* **Estratto della fonte**:
==*==

Nei pressi dell’entrata, gli studiosi hanno rinvenuto resti di animali, fauna e microfauna del Pleistocene e dell’Olocene. Ma sono stati subito i cerchi ad attirare la loro attenzione: due strutture circolari fatte di stalagmiti intere e a pezzi, accompagnate da tracce di numerosi focolari. Mancano le impronte di piedi umani. Le strutture circolari sono state costruite nella sala più ampia della caverna. I due cerchi maggiori sono affiancati da altre formazioni più piccole, due di esse posizionate direttamente nel centro del cerchio maggiore.

==*==

* **Estratto del dataset**:
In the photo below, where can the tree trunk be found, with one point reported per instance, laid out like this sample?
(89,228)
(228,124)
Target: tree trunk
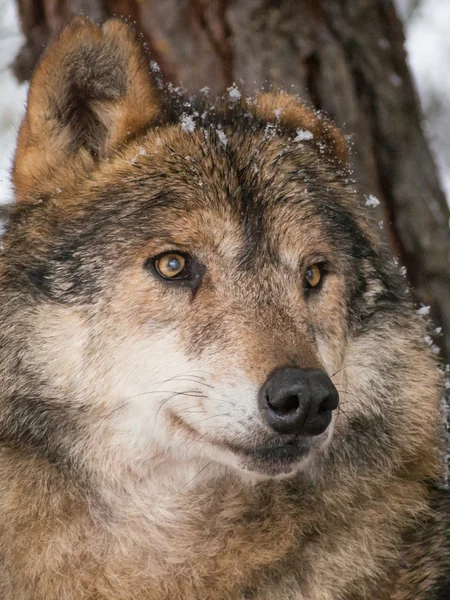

==*==

* **Compito da svolgere**:
Rispondi in base all'estratto della fonte.
1. Secondo il testo, di quali periodi sono i resti di animali trovati vicino all'entrata?
2. Con che cosa sono state fatte le due strutture circolari?
3. In quale sala della caverna si trovano le strutture circolari?
Le righe non hanno alcun ruolo in questo lavoro.

* **Risultato dell'esercizio**:
1. Del Pleistocene e dell'Olocene.
2. Con stalagmiti intere e a pezzi.
3. Nella sala più ampia della caverna.